Carry the forum post below about depersonalization and the fear of becoming schizophrenic forward from its last sentence.

● **Extract to read**
_____
# If you feel like reading... help :(



## fingertingle (Sep 29, 2005)

I don't really know why I ask for help when I have no help to give. I not only have no help to give people on here (unless the offering of back and forth complaints is considered helpful/desirable) I also have nothing to offer my actual friends. I say whatever's on my mind and it's usually nasty. I only have one friend I've considered telling about my problem and I've pretty much decided against it because I feel like she will think I'm using it as an excuse for being a bad friend and the truth is, I would be... and since I would find no comfort in telling her and she would receive little comfort in knowing, I'd rather just.. not.

And then there's my family. My sister's on a lot of anti-psychotics and sleeps at my parents house all day; she wants to leave. Everytime I see her, she just looks at me and doesn't respond to my greeting. Her eyes are sort of questioning, but mostly hurt. I start feeling guilty for leaving her at my parents house to basically just rot in the basement. The way she looks at me scares the shit out of me, it's a look I've seen in my own eyes. Still I'm the only person who could relate to her and maybe it would help her to know. I try to read about her disease to help her but then I just end up getting really freaked out thinking I'm turning schizophrenic and i start obsessing over it and getting depressed and crashing. I wish I could tell her I understand but
*I CAN'T.*:

Yesterday my mom and I had a darkly humorous conversation wherein my mom suggested I buy my sister this book tape of "A Million Pieces of Me" or some similar title -- Oprah book club type shit, about some mental illness or another. It's a book she's been trying to get my sister to read and she went on to explain that my sister can't read or think anymore and can't concentrate on anything (sound familiar?) so maybe she could listen to a book tape instead. She told me that I should take the book and read it so I can understand a little of what's going on in her head.. what's its like to feel disconnected and depressed ............. It's hard to imagine... :lol: I can't let them know I'm like that too. My parents and my friends are the people I live for. I'm strongly against suicide because I think it's the worst thing someone could put their loved ones through and in most cases, life will get better... but it feels like it NEVER will. Yesterdat I remembered I had a specific incident of dr in the 7th grade, before any major trauma... before any drug use.. and so I think it's just part of me that's always going to be here. I could live my whole life like this. I wish I could just cut off contact with everyone, casually and go somewhere to die in peace. I know this makes people uncomfortable on a message board, but I would never go through with anything. I imagine myself growing very old... albeit miserably. I love my parents more than they will ever know and i can't believe they might have a second schizophrenic child one day. I think my sister is amazing, but she's in pain and so they are too. I'm afraid one day my problems won't be as easy to hide as this one. What will I do then?

I'm so scared of turning schizophrenic that it consumes everything. If i think about it, the fear helps me regain a pinch of reality... then I just push it away into its corner and I turn into a zombie.

I've been trying to be normal. I was hanging out with my friend and her boyfriend and I suggested we go to the drive in movie theatre because we were bored. Her boyfriend remarked on how I was being "outgoing," by even suggesting it... ha... this boyfriend also bought me chocolates on Sweetest Day because they feel sorry for me. But anyway - we got there and I just felt so detached.. The world was dark and closing in on me.. I couldn't pay attention to the movie ... Harry Potter... a KIDS movie... I just zoned out while they cuddled and felt like immense shit that I can't have that with anyone.. maybe ever 

And whoever said Nausea by Sarte was like a direct account of dp/dr... Right on, holy shit. I'm on page 30 and I've already highlighted like 10 sentences which blew my mind.
_____
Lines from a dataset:
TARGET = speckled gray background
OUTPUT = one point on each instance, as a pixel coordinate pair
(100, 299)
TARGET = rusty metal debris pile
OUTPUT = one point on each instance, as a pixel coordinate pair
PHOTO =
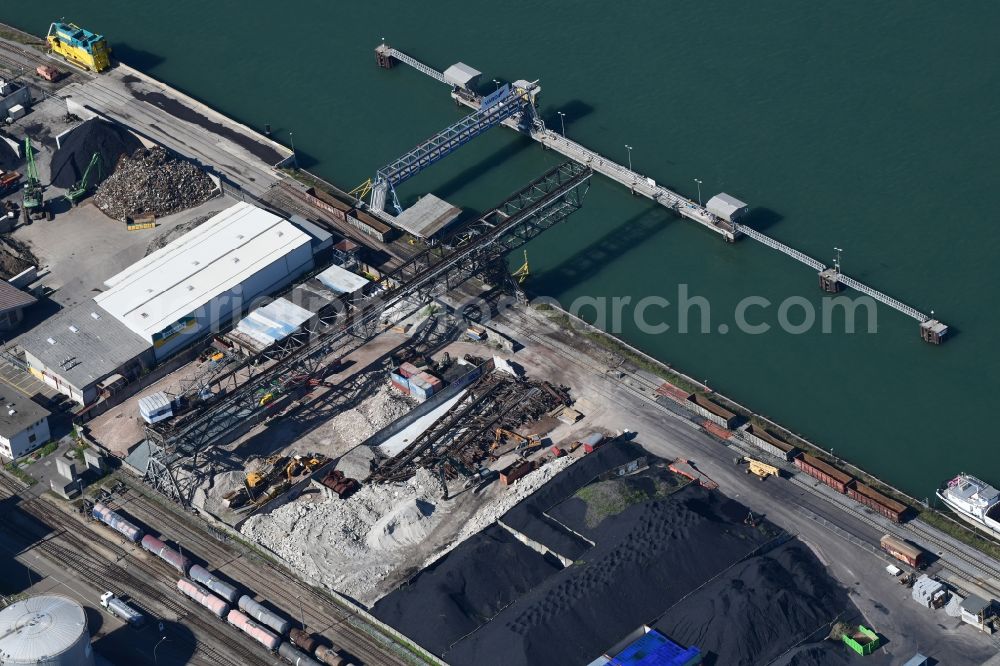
(463, 439)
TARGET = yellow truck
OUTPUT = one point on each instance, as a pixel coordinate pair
(79, 47)
(761, 469)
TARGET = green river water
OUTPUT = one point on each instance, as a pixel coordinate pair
(870, 127)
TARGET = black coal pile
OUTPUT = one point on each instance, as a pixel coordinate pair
(94, 136)
(8, 157)
(152, 181)
(759, 608)
(458, 593)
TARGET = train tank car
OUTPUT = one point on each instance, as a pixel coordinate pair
(203, 597)
(116, 522)
(166, 553)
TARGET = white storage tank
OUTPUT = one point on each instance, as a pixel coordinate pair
(45, 631)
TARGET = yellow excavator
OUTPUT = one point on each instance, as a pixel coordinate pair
(761, 469)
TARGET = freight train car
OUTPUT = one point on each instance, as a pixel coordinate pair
(303, 639)
(261, 614)
(116, 522)
(166, 553)
(295, 656)
(818, 469)
(368, 224)
(329, 656)
(332, 205)
(253, 630)
(79, 47)
(201, 575)
(902, 550)
(876, 501)
(203, 597)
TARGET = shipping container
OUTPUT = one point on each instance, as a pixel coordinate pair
(876, 501)
(515, 472)
(713, 412)
(303, 639)
(329, 656)
(225, 590)
(902, 550)
(295, 656)
(203, 597)
(116, 522)
(818, 469)
(258, 612)
(253, 630)
(166, 553)
(122, 610)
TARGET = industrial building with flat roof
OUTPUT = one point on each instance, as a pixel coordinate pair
(75, 349)
(199, 282)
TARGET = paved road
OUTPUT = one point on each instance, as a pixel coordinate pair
(843, 540)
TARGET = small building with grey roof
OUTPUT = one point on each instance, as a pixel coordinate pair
(24, 424)
(13, 301)
(727, 207)
(75, 349)
(427, 217)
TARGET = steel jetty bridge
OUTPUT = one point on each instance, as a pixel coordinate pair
(462, 80)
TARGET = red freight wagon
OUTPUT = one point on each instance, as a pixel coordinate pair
(818, 469)
(876, 501)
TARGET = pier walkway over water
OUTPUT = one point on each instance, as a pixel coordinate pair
(831, 279)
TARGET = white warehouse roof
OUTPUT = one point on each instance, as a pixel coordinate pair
(274, 322)
(341, 281)
(209, 260)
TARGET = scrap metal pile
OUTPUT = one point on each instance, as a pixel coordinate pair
(463, 439)
(152, 182)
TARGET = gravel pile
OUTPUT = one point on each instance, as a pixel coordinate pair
(94, 136)
(152, 181)
(351, 545)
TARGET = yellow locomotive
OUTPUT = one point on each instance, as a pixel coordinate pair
(79, 47)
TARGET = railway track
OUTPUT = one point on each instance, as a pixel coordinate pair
(290, 595)
(989, 576)
(69, 550)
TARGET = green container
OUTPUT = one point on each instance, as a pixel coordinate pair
(864, 641)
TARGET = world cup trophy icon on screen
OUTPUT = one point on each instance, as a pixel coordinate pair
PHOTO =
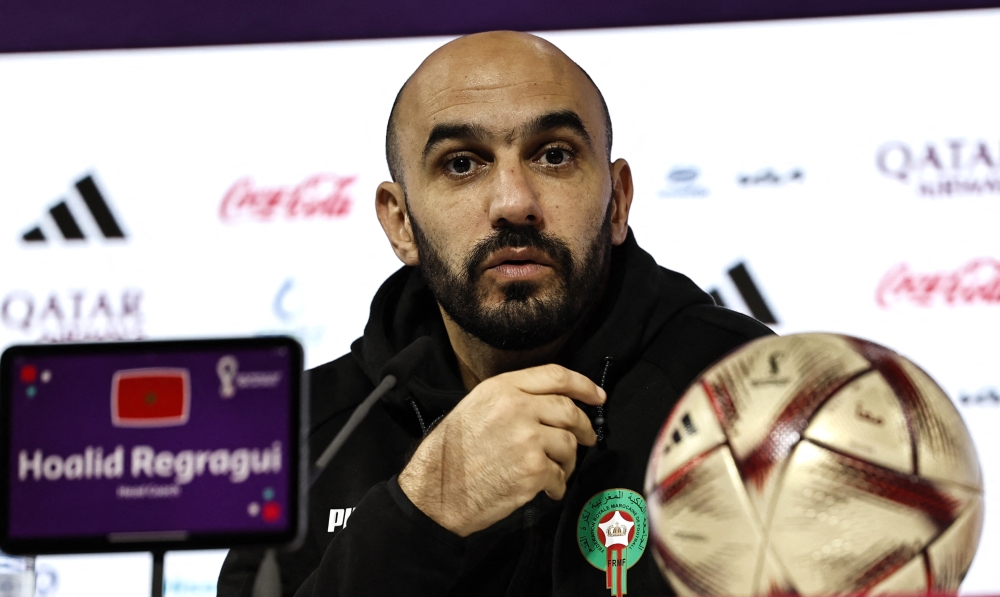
(814, 464)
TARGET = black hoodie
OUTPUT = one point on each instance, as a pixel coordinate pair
(653, 332)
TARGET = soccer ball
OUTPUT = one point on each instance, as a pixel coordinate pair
(814, 464)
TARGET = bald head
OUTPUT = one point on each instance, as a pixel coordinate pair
(475, 68)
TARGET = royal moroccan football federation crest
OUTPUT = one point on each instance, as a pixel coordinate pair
(612, 533)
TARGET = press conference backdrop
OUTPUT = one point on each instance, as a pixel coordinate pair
(836, 175)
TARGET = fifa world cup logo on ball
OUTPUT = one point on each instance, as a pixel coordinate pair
(814, 464)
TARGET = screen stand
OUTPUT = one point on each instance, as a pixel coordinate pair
(158, 573)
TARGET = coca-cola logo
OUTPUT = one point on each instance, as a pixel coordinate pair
(75, 315)
(319, 196)
(976, 282)
(953, 167)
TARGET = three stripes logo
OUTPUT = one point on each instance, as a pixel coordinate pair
(69, 225)
(750, 293)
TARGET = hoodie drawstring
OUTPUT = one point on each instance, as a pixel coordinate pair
(599, 420)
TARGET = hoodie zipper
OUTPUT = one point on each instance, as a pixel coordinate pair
(600, 423)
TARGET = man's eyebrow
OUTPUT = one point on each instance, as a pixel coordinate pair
(445, 131)
(563, 119)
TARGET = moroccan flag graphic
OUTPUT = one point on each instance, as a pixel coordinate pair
(150, 397)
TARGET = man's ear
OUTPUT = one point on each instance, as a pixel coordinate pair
(621, 197)
(390, 205)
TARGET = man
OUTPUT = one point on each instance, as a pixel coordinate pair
(560, 348)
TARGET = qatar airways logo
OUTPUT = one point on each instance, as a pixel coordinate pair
(946, 168)
(73, 316)
(975, 282)
(320, 196)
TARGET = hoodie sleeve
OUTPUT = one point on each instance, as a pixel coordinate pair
(389, 548)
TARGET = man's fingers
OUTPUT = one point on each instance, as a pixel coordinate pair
(555, 488)
(554, 379)
(560, 447)
(561, 412)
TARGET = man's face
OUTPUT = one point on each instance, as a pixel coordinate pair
(507, 190)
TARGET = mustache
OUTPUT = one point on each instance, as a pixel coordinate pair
(516, 237)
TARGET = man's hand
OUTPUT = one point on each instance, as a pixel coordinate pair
(514, 435)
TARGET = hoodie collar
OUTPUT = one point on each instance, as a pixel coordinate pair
(639, 299)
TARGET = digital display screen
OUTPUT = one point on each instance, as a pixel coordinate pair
(143, 443)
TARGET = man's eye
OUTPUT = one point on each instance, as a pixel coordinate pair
(555, 156)
(460, 165)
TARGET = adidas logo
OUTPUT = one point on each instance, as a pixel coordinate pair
(749, 292)
(68, 224)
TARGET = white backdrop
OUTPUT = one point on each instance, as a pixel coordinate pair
(852, 166)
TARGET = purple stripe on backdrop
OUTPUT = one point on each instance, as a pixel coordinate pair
(53, 25)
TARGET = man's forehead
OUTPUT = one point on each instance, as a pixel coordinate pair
(494, 83)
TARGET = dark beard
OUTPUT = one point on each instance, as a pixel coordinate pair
(524, 320)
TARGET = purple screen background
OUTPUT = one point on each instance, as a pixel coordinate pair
(73, 410)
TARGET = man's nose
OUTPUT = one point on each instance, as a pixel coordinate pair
(514, 200)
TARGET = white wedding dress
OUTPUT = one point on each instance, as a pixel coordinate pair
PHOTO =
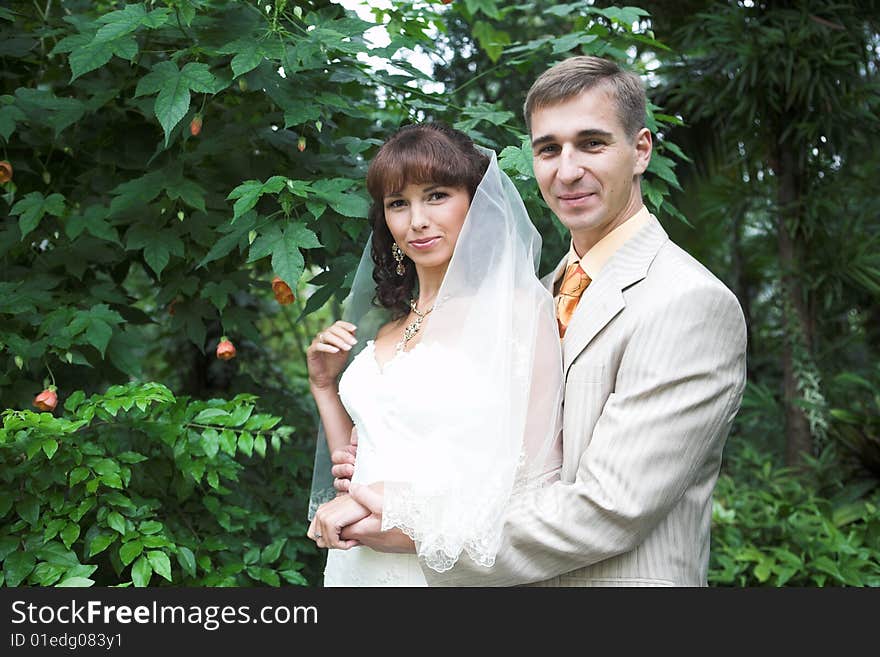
(397, 408)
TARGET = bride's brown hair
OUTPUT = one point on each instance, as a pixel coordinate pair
(420, 154)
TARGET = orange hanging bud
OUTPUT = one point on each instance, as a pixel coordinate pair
(281, 290)
(47, 400)
(225, 350)
(195, 126)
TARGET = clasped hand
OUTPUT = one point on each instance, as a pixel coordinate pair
(356, 519)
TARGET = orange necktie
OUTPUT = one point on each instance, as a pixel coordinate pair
(573, 285)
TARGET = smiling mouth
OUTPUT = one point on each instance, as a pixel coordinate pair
(424, 243)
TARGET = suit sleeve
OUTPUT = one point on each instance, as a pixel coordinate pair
(678, 386)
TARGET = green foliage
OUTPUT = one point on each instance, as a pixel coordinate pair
(770, 527)
(135, 483)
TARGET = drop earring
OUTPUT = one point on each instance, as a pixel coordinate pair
(397, 254)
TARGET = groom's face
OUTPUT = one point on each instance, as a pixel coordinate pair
(586, 166)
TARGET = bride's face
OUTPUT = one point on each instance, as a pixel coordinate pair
(425, 220)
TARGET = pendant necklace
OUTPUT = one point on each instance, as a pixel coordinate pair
(413, 327)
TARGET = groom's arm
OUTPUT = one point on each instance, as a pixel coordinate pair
(677, 390)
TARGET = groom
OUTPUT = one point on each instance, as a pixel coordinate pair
(654, 356)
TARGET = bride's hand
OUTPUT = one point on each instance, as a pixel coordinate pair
(343, 464)
(327, 354)
(331, 518)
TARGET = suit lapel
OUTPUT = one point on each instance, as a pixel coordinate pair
(603, 299)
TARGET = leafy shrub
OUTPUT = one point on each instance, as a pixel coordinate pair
(136, 482)
(770, 527)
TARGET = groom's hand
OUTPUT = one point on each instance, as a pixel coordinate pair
(330, 518)
(343, 464)
(369, 530)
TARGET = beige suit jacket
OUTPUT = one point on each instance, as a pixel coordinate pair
(654, 360)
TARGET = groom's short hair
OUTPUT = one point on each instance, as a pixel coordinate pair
(575, 75)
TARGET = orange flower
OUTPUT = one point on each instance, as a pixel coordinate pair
(47, 400)
(281, 290)
(225, 350)
(195, 126)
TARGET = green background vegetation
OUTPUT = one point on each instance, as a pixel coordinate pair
(130, 245)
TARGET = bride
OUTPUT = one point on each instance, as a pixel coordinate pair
(451, 359)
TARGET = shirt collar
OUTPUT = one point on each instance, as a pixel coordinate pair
(599, 255)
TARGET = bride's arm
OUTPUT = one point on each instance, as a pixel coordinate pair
(326, 357)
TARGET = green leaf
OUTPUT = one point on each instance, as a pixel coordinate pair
(96, 53)
(570, 41)
(272, 551)
(189, 191)
(490, 39)
(246, 443)
(663, 167)
(287, 261)
(17, 567)
(134, 195)
(141, 572)
(42, 106)
(45, 574)
(50, 446)
(8, 545)
(337, 192)
(218, 293)
(28, 509)
(150, 527)
(118, 499)
(9, 116)
(249, 192)
(233, 238)
(187, 560)
(294, 577)
(227, 442)
(57, 554)
(210, 415)
(160, 563)
(116, 521)
(488, 7)
(100, 543)
(94, 219)
(127, 20)
(210, 442)
(260, 445)
(129, 551)
(33, 207)
(174, 86)
(76, 581)
(131, 457)
(78, 474)
(69, 534)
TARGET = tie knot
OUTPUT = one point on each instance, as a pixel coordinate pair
(574, 282)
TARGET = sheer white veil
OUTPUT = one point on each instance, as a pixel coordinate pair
(493, 325)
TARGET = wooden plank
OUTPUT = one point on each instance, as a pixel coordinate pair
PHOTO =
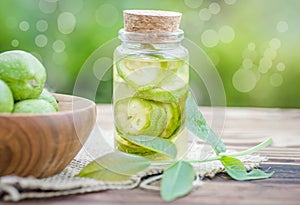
(243, 128)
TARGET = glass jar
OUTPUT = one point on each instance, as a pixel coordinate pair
(150, 86)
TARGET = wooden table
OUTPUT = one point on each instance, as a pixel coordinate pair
(242, 128)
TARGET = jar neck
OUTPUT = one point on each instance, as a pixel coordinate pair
(151, 40)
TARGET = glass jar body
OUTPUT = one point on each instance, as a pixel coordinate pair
(150, 86)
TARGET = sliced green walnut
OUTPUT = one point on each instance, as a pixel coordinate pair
(173, 119)
(169, 90)
(136, 116)
(140, 72)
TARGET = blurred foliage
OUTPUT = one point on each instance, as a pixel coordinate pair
(254, 44)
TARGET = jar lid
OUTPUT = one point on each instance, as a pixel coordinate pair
(151, 21)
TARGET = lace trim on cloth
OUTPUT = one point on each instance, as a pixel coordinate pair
(13, 188)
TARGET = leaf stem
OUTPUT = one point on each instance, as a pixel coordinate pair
(236, 154)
_____
● **Task answer**
[/b]


----------



## Homeskooled (Aug 10, 2004)

Dear Fingertingle, 
By the way, is that name because you have diabetes? I'm just wondering, becuase if it is, its both a very descriptive and very creative name. Unless one was a doctor or a sufferer of diabetes, though, you wouldnt really pick up on it.

That was a great post....I read all the way through it. First of all, use the forum to vent. We dont care. It was a great vent, that post. Second of all, I dont know that it helps to tell parents, as mine disowned me after I told them. It was a little more complicated than that, but they lost patience with the fact that it didnt go away immediately after I went to see a psychiatrist. But I _do_ feel that you should tell your sister, as it will help her _and_ you. I'm sure she's feeling really lonely right now, with your parents being how they are, and her having a disorder as tough to treat and live through as that. It might save both of your lives and create a stronger bond by talking about it. Dont tell friends unless you feel in your gut that they would understand - trust your gut in these matters. It tells you things you arent willing to admit yet. And dont feel bad about missing out on the whole dating scene. You sound like a very sweet girl, with good hopes for your future, just like I felt when I was 18 (I'm 24 now). I've dated since then, but havent really gotten the hang of it yet. I mean, I was battling DP with all my might from 15-22 and then it went away, only to get replaced by a physically life-threatening disorder that I more than likely inherited from my mother! But we're both young, and when I'm lonely, which is quite often lately, I console myself with that fact. I know that you have to put "all your ducks in a row" before you can really get what you're supposed to from a relationship. I mean, my current disease manifests itself with the fact that I cant take a whiff of perfume, diesel fuel, or even sometimes fabric softener, without getting lightheaded with crippling stomach pains. What girl wants to put up with that, no matter what my good points, whenever she puts on makeup and the latest scent by Jennifer Lopez? I know that myself and my health come first , and after that, hopefully, things will just line up. I know how you feel with the jealousy of seeing other close couples, though. I'm a very sentimental guy, and it hurts, but be strong. There are more things to being a mature adult than having that guy or girl you like. At least I'm telling myself that while I struggle on. PM me some time.

Peace
Homeskooled


----------



## peacedove (Aug 15, 2004)

fingertingle said:


> Yesterdat I remembered I had a specific incident of dr in the 7th grade, before any major trauma... before any drug use.. and so I think it's just part of me that's always going to be here. I could live my whole life like this.


I was feeling pretty hopeless the other day. I was thinking that since my DP first came about when I was thinking about God... that there wasn't really a cause to it that I could deal with. Then someone sent me some links that helped me out a little.

http://www.dpselfhelp.com/andy/forums/o ... s/2941.htm

I'm gonna post some of my reply to the pm.
"Thank you so much for sending me those links. I was getting to the end of my rope again. I was starting to think I didn't even have DP... that it was something else and it could never be cured cuz... it's like I know too much... and how do you cure that? Like what Jeff said on the old board link you sent me, 'Or in the case of DP it might be more appropriate to say that once I saw too much, and now I see as I should.'

So I feel that since he's been helped from this 'seeing too much' than I could be too."

The other link explained my DP pretty well so that was sort of comforting to me, so I don't know maybe you could relate to it and feel a little better too. It mentions that book you were talking about, "Nausea".

http://www.depersonalization.info/overview.html

Some descriptions I could relate to from there if you don't feel like reading that whole big thing.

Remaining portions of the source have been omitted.